Write out, exactly as they appear, only the lines running from the line with "Query: lanyard with id badge" to the final line of the listing; include both.
────────
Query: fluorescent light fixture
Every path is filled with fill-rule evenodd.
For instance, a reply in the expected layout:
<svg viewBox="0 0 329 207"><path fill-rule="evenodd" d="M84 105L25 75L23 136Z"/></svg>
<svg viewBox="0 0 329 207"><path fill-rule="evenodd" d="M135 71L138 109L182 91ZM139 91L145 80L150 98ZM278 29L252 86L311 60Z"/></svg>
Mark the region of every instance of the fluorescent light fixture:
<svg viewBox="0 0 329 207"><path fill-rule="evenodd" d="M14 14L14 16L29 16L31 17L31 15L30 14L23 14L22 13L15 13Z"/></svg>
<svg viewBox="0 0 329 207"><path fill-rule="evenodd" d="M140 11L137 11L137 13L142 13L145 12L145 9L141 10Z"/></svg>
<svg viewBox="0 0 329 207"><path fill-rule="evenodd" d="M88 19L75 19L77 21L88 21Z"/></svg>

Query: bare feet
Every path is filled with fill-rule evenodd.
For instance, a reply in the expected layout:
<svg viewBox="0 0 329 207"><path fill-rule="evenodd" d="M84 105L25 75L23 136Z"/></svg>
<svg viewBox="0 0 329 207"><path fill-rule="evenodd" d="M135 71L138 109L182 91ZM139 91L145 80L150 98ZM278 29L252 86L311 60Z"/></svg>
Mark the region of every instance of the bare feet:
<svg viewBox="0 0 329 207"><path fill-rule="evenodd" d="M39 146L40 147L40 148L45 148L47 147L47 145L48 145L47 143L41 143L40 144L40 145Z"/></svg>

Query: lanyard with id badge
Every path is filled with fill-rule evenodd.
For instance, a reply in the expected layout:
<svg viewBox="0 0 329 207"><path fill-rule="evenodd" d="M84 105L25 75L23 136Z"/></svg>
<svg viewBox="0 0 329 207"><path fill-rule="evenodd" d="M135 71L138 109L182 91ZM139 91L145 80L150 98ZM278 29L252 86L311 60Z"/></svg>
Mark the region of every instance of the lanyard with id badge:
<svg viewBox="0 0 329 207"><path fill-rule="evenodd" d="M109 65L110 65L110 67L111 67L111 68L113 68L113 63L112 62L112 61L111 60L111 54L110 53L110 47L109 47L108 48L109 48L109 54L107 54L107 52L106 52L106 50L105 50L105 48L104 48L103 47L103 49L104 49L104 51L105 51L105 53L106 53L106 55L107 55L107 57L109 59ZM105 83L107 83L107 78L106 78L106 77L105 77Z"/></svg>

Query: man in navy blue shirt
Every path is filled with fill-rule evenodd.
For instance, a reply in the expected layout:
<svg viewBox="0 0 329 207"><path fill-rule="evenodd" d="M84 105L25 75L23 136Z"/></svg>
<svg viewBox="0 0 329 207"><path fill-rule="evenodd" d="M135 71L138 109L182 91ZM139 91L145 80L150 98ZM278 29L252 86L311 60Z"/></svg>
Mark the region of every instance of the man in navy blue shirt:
────────
*Full response*
Query: lanyard with id badge
Every path is filled with fill-rule evenodd.
For instance, a reply in the expected layout:
<svg viewBox="0 0 329 207"><path fill-rule="evenodd" d="M84 105L25 75L23 136Z"/></svg>
<svg viewBox="0 0 329 207"><path fill-rule="evenodd" d="M135 71L138 109L182 91ZM139 91L145 80L150 98ZM278 29L252 86L311 60Z"/></svg>
Mark the region of every instance of the lanyard with id badge:
<svg viewBox="0 0 329 207"><path fill-rule="evenodd" d="M109 65L110 65L110 67L111 67L111 68L113 68L113 63L112 62L112 61L111 60L111 54L110 53L110 47L109 47L108 48L109 48L109 54L107 54L107 52L106 52L106 50L105 50L105 48L104 48L103 47L103 49L104 49L104 51L105 51L105 53L106 53L106 55L107 55L107 57L109 59ZM105 83L107 83L107 78L106 78L106 77L105 77Z"/></svg>

Query: man in navy blue shirt
Every path is filled with fill-rule evenodd.
For instance, a reply in the expected layout:
<svg viewBox="0 0 329 207"><path fill-rule="evenodd" d="M84 105L25 75L23 136Z"/></svg>
<svg viewBox="0 0 329 207"><path fill-rule="evenodd" d="M135 71L138 109L182 91ZM139 91L145 80L150 98ZM278 29L252 86L311 60Z"/></svg>
Mark the region of every instance of the man in navy blue shirt:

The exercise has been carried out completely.